• _TASK DETAILS_
In the listing below, locate the line containing "the black pants"; reproduce that line and all lines that follow it, unchanged.
___ AVAILABLE DATA ___
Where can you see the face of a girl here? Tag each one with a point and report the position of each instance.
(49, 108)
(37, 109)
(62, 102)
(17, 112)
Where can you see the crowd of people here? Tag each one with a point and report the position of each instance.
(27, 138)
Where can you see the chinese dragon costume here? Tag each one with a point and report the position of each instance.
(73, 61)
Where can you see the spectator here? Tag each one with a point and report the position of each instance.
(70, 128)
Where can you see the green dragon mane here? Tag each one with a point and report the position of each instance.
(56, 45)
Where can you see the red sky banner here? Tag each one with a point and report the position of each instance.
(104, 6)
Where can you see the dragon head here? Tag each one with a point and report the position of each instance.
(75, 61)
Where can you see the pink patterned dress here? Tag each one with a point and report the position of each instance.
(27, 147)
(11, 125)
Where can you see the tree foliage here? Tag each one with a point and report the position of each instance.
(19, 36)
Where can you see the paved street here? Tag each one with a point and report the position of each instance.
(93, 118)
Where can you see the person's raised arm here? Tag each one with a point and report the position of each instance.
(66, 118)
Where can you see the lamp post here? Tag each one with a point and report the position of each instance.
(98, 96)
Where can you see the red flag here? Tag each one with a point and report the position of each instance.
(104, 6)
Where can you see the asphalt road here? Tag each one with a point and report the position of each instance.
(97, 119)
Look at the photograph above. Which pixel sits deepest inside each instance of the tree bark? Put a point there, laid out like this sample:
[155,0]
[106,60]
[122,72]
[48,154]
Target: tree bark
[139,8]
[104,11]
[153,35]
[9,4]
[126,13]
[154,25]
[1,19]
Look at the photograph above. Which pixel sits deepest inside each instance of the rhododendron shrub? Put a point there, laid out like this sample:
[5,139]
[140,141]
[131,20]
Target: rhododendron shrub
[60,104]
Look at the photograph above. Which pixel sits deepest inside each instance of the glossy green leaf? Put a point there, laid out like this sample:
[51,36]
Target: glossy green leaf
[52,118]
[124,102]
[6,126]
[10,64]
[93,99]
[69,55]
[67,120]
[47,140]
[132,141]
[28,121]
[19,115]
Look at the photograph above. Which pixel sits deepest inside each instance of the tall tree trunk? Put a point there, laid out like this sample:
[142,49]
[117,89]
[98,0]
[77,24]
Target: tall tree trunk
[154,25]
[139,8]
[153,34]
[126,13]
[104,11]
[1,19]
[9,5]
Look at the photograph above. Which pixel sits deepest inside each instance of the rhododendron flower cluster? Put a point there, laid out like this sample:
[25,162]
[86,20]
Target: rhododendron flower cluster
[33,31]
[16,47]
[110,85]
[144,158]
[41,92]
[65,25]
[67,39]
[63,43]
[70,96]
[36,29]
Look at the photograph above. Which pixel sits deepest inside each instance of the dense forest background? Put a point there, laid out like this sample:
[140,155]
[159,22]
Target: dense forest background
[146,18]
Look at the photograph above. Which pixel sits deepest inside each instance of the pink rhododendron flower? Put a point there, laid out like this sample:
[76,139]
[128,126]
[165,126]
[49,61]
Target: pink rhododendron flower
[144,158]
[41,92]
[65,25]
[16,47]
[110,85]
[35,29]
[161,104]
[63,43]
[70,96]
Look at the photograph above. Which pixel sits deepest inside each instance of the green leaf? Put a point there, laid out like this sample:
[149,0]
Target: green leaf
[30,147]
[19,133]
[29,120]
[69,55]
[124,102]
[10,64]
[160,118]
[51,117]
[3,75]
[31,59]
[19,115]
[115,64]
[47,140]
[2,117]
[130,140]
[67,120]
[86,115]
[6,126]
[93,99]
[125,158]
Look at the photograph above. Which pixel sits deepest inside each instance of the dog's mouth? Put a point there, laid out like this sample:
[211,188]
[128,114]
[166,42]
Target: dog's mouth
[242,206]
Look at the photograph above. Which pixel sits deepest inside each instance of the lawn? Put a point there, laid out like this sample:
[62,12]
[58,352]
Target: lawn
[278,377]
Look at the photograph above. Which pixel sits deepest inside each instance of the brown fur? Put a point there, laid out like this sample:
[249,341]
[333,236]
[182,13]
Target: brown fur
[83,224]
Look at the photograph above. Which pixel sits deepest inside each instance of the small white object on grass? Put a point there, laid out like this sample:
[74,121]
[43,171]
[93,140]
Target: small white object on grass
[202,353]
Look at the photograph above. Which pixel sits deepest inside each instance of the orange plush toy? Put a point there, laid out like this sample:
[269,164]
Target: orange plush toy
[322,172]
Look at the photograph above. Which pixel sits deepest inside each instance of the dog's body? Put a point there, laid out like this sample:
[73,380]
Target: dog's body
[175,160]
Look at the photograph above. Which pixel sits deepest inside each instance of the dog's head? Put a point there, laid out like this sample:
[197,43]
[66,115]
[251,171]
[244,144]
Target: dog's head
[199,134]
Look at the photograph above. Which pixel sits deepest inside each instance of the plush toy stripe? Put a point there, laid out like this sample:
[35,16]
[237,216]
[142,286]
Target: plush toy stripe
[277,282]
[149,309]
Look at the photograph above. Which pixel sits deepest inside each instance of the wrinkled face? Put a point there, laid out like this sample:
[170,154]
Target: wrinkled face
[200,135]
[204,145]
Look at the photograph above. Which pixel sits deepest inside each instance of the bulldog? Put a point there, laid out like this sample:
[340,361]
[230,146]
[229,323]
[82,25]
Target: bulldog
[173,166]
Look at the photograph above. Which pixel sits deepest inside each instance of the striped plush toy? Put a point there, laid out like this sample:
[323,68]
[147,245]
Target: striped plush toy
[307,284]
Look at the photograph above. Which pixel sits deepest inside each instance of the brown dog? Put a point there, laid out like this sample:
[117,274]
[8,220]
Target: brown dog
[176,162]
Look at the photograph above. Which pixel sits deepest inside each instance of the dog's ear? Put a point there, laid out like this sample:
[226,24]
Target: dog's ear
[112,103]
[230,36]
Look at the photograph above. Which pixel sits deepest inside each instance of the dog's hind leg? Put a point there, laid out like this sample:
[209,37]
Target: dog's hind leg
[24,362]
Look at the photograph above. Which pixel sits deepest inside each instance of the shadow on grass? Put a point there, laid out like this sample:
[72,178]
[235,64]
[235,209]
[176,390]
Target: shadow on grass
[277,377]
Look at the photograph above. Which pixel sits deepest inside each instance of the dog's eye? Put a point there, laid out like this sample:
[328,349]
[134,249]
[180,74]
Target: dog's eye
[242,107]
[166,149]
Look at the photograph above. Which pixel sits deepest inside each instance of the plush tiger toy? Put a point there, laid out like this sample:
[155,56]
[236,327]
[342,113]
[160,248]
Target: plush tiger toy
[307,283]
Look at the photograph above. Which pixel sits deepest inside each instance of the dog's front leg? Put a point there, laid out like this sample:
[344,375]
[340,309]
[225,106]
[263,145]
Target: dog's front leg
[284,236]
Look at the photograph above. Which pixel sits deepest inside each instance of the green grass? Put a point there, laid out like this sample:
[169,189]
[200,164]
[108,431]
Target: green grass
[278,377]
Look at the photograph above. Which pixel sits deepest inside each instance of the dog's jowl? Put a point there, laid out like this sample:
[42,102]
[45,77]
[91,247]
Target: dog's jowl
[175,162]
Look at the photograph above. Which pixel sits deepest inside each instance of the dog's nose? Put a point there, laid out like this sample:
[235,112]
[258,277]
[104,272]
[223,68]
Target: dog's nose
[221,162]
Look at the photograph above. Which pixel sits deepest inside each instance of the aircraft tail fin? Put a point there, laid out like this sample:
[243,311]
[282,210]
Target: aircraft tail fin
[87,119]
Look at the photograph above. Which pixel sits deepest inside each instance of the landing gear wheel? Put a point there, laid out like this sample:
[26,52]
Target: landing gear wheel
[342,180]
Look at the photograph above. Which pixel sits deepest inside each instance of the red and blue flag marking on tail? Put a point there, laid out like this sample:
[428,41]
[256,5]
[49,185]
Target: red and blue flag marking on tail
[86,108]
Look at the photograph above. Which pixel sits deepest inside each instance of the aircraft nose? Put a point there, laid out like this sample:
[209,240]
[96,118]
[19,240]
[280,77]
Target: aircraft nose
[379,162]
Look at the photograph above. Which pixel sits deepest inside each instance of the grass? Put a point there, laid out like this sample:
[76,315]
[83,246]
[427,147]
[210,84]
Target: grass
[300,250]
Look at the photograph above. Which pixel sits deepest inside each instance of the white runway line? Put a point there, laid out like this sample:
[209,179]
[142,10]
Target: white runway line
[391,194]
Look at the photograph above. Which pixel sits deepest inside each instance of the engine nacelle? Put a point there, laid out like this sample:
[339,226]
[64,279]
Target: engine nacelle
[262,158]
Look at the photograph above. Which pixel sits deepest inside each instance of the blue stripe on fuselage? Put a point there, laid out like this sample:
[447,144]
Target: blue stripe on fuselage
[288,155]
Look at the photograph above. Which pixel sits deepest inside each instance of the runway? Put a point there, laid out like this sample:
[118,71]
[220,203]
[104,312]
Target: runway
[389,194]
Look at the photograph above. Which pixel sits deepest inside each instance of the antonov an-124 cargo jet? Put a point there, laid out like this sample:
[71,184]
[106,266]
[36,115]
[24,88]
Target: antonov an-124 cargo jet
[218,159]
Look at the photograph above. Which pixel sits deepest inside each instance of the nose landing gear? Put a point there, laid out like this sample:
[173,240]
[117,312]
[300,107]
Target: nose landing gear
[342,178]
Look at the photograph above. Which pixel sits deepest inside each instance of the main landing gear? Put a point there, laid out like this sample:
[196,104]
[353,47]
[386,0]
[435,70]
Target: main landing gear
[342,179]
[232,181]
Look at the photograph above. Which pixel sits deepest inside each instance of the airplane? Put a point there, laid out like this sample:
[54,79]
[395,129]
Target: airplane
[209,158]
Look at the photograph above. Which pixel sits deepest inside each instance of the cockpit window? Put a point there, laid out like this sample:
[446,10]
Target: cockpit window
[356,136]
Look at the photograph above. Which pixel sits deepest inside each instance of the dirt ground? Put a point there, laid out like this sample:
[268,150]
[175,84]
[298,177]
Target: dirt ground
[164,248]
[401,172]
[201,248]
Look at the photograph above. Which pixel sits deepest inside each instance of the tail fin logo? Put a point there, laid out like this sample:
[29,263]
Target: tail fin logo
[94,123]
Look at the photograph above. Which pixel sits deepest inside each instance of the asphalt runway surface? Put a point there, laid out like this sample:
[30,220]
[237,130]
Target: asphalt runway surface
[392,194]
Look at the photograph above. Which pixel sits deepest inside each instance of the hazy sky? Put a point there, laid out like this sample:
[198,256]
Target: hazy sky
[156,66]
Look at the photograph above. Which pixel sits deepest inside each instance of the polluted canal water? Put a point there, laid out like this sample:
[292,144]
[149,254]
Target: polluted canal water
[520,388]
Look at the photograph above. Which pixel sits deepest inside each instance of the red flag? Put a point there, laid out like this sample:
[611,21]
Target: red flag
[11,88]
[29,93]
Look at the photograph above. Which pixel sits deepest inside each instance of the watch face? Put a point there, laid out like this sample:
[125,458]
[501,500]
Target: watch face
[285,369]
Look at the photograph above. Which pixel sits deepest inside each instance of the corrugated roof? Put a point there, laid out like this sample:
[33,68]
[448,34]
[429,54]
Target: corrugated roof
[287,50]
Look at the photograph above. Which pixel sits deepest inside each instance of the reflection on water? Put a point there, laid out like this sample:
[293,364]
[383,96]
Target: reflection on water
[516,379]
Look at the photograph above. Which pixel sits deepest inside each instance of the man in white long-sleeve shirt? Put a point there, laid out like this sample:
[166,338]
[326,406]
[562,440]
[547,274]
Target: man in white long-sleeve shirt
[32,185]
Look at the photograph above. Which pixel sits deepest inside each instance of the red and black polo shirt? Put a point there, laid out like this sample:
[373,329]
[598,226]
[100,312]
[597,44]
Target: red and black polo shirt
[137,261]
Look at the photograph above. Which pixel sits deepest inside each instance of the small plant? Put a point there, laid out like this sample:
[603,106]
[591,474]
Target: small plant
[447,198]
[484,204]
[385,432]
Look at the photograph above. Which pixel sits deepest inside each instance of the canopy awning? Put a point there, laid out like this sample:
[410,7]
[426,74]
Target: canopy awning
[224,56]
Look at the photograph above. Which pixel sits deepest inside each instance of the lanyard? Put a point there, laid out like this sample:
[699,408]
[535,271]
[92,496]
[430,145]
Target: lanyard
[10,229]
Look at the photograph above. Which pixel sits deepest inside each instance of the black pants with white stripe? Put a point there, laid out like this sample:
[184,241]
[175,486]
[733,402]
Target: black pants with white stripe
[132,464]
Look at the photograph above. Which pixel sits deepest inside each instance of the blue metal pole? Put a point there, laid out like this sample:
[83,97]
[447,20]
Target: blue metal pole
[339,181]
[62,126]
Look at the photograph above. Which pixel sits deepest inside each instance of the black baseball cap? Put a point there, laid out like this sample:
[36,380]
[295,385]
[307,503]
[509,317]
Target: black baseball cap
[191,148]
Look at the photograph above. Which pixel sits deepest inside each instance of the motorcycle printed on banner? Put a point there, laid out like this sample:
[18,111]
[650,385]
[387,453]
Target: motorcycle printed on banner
___
• _TASK SOLUTION_
Look at the photograph above. Which pixel sits deepest inside each instance of the black pants with white stripe? Put a point there, laid out like this sample:
[184,241]
[175,486]
[733,402]
Target: black pants with white stripe
[132,464]
Look at the photograph above. Which pixel sits deepest inside each instance of the blue metal pole? Put a point there, laid out like this sample:
[83,97]
[447,20]
Target: blue metal pole
[339,181]
[62,126]
Look at the photograph above. Which pixel sits deepest inside each instance of the black baseball cap? Put a point there, laid out like this sample:
[36,380]
[295,385]
[307,503]
[509,317]
Target: black baseball cap
[191,148]
Look at the photograph above. Which pixel sits deepest inside each instance of the motorcycle printed on banner? Put a point there, laid out like this sample:
[18,111]
[650,385]
[387,453]
Target: motorcycle printed on banner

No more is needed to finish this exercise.